__Task details__: Output all of the entries below precisely as written.

__Supplied data__:
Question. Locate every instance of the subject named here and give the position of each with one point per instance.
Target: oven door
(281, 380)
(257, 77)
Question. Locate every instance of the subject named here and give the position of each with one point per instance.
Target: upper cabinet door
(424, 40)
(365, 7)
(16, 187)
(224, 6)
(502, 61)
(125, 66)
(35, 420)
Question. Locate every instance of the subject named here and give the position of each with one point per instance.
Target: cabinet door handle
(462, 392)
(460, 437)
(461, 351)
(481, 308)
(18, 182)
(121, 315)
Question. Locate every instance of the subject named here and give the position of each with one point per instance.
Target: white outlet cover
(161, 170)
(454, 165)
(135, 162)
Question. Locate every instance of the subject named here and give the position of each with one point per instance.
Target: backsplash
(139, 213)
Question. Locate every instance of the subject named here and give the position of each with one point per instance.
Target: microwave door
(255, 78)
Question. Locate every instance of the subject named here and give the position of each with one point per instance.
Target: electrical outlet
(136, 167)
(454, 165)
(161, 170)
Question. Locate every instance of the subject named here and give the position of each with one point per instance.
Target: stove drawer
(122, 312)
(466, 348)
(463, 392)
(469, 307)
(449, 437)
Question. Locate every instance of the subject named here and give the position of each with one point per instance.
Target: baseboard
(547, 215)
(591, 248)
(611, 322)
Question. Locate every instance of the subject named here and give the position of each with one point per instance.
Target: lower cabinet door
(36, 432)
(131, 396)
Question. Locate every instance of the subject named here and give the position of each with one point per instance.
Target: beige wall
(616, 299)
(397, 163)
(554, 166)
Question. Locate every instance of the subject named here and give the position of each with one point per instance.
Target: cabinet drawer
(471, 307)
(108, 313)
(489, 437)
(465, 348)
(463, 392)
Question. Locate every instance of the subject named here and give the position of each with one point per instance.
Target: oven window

__Solution to the problem__:
Question. Locate every instance of the subject named here and give the position of each with one point per instance.
Target: oven door
(281, 380)
(257, 77)
Question. Locate every instance of the subject named here and give the position of each with one point per instance.
Target: upper cabinet door
(424, 40)
(365, 7)
(16, 187)
(224, 6)
(502, 61)
(125, 66)
(35, 420)
Question. Locate every instance of the subject named here and give the position of each with one point per instance.
Target: cabinet door handle
(462, 392)
(460, 437)
(461, 351)
(481, 308)
(18, 182)
(121, 315)
Question. Locate every instance of the subject named here and give the position of each with one point per instance.
Target: white outlet cover
(161, 170)
(454, 165)
(135, 162)
Question. Locate every instance of the subject named here and give the position of each with one point per instance.
Target: backsplash
(139, 213)
Question. Locate every instance of the subject named here and give the position of each with one point per instance.
Target: microwave door
(255, 78)
Question. Locate every instance of the subject named here and give the position of each with one point per instance.
Target: electrical outlet
(136, 167)
(454, 165)
(161, 170)
Question. Locate every instance of the subject named here and give the position of each with one point per instance.
Target: stove drawer
(122, 312)
(466, 348)
(463, 392)
(469, 307)
(449, 437)
Question. Locate every instance of the subject named here and give the position of each with one point per instance.
Target: baseboard
(547, 215)
(591, 248)
(611, 322)
Question. Locate every instance of the subject named here and give the position of each with one point per instance.
Target: lower cabinet door
(36, 432)
(131, 396)
Question. Locate every instance of the subject named here and give the position of each with one point per instance.
Target: beige wall
(616, 299)
(397, 163)
(554, 166)
Question. Locate every instance of the subject named here and give the position of each with one point per instance.
Target: cabinet drawer
(471, 307)
(108, 313)
(489, 437)
(465, 348)
(463, 392)
Question. Locate every instance of the subject named here and give the position of each with one point per instance.
Target: oven window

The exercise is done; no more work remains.